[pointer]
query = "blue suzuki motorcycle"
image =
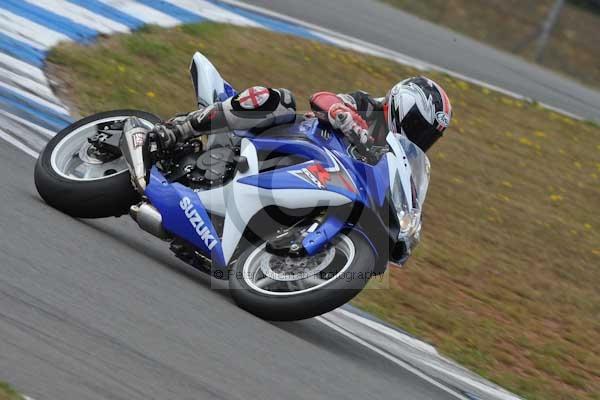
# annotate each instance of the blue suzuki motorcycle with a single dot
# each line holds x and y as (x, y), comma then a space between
(293, 217)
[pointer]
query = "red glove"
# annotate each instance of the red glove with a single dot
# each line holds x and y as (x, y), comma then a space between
(350, 123)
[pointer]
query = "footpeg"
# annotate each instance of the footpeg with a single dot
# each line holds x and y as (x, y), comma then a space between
(149, 219)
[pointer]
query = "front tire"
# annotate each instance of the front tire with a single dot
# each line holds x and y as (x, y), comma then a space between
(300, 304)
(105, 189)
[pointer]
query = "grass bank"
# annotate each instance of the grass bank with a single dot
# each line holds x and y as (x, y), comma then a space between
(506, 278)
(512, 24)
(8, 393)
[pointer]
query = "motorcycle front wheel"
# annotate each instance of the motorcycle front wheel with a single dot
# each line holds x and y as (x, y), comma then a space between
(74, 177)
(280, 288)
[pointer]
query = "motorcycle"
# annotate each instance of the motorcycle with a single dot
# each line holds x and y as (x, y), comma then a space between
(294, 217)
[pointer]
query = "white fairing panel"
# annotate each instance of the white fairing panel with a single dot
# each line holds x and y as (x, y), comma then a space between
(239, 202)
(207, 81)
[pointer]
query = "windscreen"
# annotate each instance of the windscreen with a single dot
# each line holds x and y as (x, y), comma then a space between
(419, 164)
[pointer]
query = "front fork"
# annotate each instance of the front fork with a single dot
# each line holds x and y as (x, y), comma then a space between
(135, 151)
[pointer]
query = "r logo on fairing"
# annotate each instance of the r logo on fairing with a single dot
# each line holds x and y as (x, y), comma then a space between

------------

How many lines in the listing above contain "windscreen"? Give the number and nothing else.

## Expected answer
2